# What this task involves
Show each line from the records below that contains the word "blue", copied in full.

* Start The data *

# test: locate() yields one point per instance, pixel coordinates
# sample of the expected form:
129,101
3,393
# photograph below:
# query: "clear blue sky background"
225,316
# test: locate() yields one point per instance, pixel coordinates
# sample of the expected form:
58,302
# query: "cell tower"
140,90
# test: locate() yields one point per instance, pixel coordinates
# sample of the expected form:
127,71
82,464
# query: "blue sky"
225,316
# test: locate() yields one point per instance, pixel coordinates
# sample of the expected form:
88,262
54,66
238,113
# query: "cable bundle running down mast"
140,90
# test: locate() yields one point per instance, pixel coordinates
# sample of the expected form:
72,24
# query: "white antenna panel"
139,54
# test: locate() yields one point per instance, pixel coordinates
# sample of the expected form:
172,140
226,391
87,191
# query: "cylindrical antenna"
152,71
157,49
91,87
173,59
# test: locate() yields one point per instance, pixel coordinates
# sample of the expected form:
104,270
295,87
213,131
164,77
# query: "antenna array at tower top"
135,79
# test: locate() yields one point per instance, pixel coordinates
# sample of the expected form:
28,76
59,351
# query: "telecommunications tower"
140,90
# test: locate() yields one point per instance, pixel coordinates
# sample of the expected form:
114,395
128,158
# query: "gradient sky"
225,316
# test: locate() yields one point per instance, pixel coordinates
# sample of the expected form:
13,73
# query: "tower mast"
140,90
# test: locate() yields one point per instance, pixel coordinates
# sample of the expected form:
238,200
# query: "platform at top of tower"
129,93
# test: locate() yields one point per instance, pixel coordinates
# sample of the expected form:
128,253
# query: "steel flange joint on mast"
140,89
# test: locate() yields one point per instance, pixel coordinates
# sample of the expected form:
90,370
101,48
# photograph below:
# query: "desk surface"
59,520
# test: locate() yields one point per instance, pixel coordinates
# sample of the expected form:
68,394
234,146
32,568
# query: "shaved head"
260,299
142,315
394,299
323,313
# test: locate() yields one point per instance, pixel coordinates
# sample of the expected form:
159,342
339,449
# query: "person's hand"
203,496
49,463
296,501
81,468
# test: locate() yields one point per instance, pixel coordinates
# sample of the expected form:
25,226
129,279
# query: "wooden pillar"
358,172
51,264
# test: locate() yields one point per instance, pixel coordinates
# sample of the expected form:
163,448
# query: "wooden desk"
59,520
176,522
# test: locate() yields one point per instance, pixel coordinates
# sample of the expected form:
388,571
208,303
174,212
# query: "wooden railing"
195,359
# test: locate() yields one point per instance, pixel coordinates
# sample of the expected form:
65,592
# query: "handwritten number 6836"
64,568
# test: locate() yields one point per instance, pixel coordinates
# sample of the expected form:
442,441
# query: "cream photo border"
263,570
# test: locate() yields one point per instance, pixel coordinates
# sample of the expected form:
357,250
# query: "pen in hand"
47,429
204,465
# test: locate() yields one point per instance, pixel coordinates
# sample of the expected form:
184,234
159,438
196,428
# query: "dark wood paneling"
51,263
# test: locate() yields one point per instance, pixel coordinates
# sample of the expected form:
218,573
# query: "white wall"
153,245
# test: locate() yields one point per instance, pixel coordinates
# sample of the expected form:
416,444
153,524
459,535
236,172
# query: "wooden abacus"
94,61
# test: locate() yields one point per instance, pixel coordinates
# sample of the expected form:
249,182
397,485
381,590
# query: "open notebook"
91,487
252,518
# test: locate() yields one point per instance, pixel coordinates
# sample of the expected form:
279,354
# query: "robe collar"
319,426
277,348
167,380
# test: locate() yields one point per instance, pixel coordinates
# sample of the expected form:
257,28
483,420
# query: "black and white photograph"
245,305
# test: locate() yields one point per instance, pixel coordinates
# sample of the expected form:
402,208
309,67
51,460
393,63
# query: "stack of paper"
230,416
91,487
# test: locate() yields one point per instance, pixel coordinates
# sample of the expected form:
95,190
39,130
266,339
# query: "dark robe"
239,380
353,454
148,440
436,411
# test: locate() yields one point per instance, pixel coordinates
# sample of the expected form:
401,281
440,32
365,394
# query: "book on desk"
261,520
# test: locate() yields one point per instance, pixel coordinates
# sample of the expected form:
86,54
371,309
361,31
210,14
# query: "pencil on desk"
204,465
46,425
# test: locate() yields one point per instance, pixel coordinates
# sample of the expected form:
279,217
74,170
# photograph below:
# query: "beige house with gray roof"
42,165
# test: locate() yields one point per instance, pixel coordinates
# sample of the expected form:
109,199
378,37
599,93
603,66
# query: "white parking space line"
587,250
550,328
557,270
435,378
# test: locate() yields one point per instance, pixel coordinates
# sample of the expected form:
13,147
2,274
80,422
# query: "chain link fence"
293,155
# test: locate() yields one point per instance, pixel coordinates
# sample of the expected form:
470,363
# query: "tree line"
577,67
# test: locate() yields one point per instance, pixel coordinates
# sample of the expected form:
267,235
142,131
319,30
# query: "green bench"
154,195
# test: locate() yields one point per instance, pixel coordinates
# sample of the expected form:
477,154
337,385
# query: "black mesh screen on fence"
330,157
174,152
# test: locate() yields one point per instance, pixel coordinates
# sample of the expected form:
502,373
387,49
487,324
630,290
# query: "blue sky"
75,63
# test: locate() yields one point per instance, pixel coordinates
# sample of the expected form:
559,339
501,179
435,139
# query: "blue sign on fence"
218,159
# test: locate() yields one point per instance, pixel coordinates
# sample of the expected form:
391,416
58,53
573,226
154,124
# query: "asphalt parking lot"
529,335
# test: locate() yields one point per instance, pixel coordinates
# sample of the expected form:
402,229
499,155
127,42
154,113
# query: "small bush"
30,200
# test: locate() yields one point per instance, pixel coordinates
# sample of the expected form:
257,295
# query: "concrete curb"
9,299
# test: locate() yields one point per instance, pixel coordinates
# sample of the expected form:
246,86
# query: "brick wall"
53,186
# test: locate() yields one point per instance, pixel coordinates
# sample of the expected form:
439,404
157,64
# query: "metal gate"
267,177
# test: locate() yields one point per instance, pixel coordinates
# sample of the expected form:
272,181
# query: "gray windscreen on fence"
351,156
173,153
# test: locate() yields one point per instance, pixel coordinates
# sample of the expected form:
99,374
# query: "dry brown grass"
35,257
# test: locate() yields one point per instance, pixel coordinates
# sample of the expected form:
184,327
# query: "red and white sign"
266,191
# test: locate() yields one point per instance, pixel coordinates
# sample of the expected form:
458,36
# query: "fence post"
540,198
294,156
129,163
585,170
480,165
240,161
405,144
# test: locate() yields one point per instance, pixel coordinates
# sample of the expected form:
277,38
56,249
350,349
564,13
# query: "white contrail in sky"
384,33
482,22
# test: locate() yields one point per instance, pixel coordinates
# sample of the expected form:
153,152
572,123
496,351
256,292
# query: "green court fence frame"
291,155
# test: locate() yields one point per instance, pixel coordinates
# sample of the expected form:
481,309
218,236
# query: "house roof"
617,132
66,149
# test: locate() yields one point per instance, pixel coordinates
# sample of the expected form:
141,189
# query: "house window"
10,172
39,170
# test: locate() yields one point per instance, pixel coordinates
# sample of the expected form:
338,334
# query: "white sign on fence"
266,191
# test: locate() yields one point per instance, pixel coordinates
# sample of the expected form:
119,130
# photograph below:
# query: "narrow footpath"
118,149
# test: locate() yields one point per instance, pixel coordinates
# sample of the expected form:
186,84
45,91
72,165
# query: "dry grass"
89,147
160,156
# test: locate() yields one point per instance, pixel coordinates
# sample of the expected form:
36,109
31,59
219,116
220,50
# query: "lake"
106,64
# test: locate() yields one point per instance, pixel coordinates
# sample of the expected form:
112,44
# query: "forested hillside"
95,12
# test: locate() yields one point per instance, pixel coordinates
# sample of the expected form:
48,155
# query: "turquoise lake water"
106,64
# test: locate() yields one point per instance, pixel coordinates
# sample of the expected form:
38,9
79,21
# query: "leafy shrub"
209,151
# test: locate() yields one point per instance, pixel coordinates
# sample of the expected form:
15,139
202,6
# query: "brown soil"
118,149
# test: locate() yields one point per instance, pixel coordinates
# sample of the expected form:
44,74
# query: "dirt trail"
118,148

* End The data *

# Exercise output
# query: "clear blue sky background"
# query: "blue sky"
# query: "blue sky"
# query: "blue sign on fence"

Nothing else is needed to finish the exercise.